-------- Texto citado --------
“Ol(h)á Florbela!” estreou em Setembro e esteve em cena nos Pimpões, dia 3 de Março. Esta é a peça que volta a pôr em palco Florbela Queiroz, actriz de 74 anos, que não fazia teatro de revista desde 2011. É também um espectáculo que põe o público a rir do princípio ao fim, mas que ao mesmo tempo abre as cortinas a assuntos sérios e actuais. A emigração jovem qualificada, o fenómeno dos refugiados, a corrupção política e a falta de privacidade digital são alguns exemplos.

“Eu sou a mesma”. É assim que Florbela Queiroz se apresenta na sua primeira cena, em que é abordada por dois jovens que a reconhecem na rua. Encontram-se em frente ao Teatro Nacional, precisamente onde a actriz se estreou aos 14 anos. Ao contrário do que estes pensavam, Florbela não está reformada. Pelo contrário!
Regressou à Revista e aos olhos do público é como se nunca tivesse parado. “Fui capa de muitas revistas, na altura era preciso ter talento, hoje basta silicone”, ironiza a actriz, realçando que antigamente os espectáculos ficavam anos em exibição, enquanto agora bastam poucos meses para serem considerados um êxito.
Nesta revista, produzida por João Nuno e Ricardo Miguel, Florbela surge ainda no papel de um soldado prestes a ir para a guerra, de uma alentejana que prefere viver do que a horta lhe dá do que daquilo que o governo lhe nega e de uma fadista desafinada.
“Gosto de dizer que vou estando por aqui, um dia de cada vez. Com 74 anos mexo-me como elas, só já não aguento muito tempo em cima das tarocas altas”, contou a actriz à Gazeta das Caldas, acrescentando que precisa sempre que alguém lhe segure a mão para manter o equilíbrio. “Mas isso não é da idade, foi assim a vida toda porque aos nove anos fui operada ao ouvido e isso afectou o meu sentido de equilíbrio! Nunca desci uma escadaria completamente sozinha”, explicou.
No ano em que assinala seis décadas de carreira, Florbela Queiroz confessa que já não tencionava voltar teatro. Foi convencida pelos produtores da peça, dois grandes amigos, “que me viam muito sozinha em casa”. Embora não entrasse numa revista desde 2011, garante que pisar novamente o palco foi tão natural como fazer o almoço todos os dias.
RIR SOBRE TEMAS SÉRIOS

“Ol(h)á Florbela!” são mais de 10 números diferentes, interpretados por Florbela Queiroz, Vera Mónica, Marisa Carvalho, Raquel Caneca e Gonçalo Brandão, intercalados com momentos musicais, em que marchas populares e fado estão incluídos. São também mais de duas horas em que o público ri às gargalhadas, mesmo quando os assuntos têm mais de sério do que de brincadeira.
--------
#### Exercício proposto 1
Reescreva em forma de lista, por favor, o parágrafo do texto citado que começa por "No ano em que assinala seis décadas de carreira", mantendo os factos principais.
O texto citado e os registos provêm de fontes distintas.
-------- Material --------
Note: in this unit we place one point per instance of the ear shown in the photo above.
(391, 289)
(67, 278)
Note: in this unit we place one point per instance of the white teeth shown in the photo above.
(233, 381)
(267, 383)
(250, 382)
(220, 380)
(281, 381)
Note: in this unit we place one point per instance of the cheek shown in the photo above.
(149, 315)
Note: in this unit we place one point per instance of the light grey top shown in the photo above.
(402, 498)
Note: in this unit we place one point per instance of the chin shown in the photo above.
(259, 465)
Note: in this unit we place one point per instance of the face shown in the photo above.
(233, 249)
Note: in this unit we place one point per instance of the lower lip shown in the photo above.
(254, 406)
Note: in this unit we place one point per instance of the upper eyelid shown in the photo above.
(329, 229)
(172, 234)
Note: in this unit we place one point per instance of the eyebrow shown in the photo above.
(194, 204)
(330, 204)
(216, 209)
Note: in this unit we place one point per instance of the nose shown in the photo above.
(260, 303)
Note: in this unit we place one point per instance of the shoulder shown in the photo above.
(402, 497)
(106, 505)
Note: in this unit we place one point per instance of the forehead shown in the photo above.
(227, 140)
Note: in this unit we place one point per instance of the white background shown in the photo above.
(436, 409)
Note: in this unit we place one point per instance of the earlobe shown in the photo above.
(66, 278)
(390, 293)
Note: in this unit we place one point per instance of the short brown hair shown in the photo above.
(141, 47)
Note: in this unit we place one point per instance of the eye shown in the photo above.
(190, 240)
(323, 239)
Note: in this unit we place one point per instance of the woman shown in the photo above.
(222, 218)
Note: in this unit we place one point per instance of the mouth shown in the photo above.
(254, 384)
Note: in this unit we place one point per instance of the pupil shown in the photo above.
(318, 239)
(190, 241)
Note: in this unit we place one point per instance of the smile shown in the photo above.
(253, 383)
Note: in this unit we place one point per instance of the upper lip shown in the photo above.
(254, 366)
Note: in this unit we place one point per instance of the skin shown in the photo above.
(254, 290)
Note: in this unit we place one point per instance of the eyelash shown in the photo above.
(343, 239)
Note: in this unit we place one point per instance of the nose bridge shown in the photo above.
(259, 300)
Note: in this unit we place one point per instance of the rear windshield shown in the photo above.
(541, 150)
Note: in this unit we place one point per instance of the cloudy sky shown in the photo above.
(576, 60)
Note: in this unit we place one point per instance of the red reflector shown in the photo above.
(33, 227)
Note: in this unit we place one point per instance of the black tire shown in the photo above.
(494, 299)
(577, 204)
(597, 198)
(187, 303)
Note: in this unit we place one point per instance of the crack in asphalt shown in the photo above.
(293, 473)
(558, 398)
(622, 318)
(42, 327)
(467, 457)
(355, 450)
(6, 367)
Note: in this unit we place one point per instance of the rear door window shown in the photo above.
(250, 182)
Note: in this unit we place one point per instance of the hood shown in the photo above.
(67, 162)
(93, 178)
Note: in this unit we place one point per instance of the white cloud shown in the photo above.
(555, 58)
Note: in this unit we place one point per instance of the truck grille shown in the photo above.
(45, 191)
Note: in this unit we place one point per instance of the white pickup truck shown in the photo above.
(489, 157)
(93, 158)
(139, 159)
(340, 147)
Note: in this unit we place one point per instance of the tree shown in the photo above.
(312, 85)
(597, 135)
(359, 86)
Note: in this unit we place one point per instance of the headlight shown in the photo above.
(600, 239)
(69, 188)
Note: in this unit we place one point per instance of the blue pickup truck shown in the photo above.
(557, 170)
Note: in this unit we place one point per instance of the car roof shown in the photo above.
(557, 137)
--------
-------- Material --------
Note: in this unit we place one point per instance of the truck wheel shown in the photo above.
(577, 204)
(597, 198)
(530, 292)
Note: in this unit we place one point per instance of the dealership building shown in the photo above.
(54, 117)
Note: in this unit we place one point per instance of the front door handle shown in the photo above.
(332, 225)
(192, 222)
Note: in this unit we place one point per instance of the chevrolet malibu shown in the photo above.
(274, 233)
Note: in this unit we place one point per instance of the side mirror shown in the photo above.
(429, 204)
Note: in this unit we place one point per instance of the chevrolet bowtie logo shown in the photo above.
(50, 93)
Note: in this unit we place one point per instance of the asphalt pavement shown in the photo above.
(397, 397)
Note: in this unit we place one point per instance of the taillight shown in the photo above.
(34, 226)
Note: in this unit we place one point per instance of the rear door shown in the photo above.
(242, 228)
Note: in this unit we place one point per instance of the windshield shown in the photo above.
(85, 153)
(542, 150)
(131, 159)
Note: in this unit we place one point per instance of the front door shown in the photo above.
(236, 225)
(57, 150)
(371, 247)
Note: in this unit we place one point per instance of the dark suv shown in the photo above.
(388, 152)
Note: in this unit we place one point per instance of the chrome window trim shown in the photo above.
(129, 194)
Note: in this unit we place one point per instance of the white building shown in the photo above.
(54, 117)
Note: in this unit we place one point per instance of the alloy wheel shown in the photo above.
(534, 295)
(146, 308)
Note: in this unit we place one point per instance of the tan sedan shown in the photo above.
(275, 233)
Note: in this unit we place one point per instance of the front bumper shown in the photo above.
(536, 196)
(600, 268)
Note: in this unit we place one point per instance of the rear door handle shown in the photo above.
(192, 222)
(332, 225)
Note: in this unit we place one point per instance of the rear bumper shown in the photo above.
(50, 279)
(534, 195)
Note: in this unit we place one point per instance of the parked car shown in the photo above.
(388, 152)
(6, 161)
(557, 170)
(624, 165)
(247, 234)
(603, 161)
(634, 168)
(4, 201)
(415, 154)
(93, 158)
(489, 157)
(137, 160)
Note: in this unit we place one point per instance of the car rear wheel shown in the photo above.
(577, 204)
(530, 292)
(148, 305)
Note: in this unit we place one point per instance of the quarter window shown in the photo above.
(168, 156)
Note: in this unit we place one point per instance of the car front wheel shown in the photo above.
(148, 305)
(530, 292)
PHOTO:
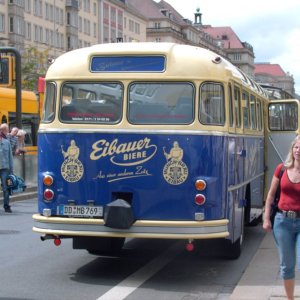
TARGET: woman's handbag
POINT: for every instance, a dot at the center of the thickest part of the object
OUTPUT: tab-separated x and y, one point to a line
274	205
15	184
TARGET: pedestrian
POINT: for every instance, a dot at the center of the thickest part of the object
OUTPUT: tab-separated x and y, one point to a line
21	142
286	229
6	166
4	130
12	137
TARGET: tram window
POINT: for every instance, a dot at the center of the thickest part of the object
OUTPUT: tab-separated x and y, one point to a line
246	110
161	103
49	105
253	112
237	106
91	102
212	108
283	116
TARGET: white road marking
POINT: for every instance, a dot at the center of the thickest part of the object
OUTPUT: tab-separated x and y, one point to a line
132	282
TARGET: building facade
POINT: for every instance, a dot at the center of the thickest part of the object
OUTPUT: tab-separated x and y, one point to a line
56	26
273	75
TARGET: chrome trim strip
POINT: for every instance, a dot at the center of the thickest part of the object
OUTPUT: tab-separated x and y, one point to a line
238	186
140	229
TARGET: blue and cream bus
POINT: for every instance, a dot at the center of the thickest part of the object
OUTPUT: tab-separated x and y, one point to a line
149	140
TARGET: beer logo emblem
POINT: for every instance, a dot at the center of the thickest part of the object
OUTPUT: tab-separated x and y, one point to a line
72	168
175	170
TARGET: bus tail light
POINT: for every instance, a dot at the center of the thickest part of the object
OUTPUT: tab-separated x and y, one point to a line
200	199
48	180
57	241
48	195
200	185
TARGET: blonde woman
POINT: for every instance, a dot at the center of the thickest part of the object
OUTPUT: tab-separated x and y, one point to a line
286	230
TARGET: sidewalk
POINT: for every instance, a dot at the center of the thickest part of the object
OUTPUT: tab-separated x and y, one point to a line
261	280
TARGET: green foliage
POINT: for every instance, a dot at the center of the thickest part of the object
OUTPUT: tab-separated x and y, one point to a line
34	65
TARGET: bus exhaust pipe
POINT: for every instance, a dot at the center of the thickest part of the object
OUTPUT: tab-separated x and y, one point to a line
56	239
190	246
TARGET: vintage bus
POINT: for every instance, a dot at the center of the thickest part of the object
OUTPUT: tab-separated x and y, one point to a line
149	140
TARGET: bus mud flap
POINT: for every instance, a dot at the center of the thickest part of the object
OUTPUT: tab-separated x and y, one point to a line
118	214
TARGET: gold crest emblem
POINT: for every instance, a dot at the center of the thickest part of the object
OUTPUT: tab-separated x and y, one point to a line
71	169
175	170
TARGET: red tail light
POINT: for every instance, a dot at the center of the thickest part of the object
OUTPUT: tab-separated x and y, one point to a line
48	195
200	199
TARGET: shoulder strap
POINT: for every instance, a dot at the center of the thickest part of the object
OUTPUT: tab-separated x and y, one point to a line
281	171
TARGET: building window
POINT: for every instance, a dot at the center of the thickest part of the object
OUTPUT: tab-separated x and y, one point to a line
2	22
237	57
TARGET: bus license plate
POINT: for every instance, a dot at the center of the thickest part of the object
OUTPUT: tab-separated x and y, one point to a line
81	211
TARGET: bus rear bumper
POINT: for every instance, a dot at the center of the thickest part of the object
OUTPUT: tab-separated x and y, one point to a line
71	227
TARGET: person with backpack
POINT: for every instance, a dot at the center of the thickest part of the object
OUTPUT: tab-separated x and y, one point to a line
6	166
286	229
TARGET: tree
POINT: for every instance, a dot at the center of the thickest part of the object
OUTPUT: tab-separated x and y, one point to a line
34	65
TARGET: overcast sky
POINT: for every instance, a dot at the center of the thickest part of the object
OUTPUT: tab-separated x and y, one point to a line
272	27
--------
-------- Material --------
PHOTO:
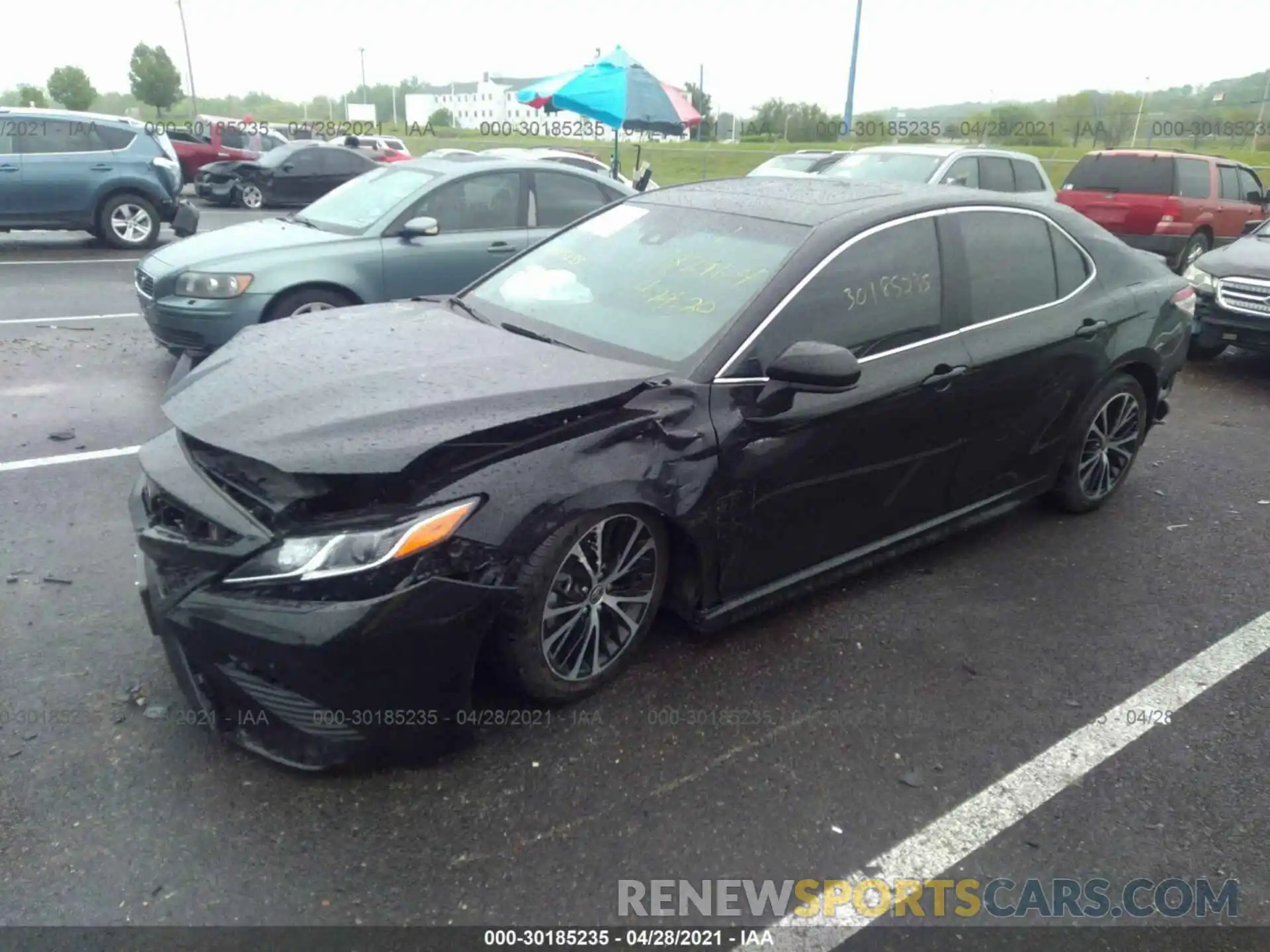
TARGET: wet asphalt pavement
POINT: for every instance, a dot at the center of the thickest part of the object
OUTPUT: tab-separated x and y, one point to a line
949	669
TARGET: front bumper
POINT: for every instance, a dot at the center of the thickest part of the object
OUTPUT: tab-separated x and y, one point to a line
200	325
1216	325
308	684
--------
#### Exercício proposto 2
Selecione todas as linhas dos registos que contêm a cadeia "trim", distinguindo maiúsculas de minúsculas.

#### Resolução da tarefa 1
- Florbela Queiroz assinala seis décadas de carreira.
- Já não tencionava voltar ao teatro.
- Foi convencida pelos produtores da peça, dois grandes amigos que a viam muito sozinha em casa.
- Não entrava numa revista desde 2011.
- Garante que voltar ao palco foi tão natural como fazer o almoço todos os dias.

#### Resolução da tarefa 2
Note: in this unit we place one point per instance of the chrome window trim shown in the photo above.
TARGET: chrome trim strip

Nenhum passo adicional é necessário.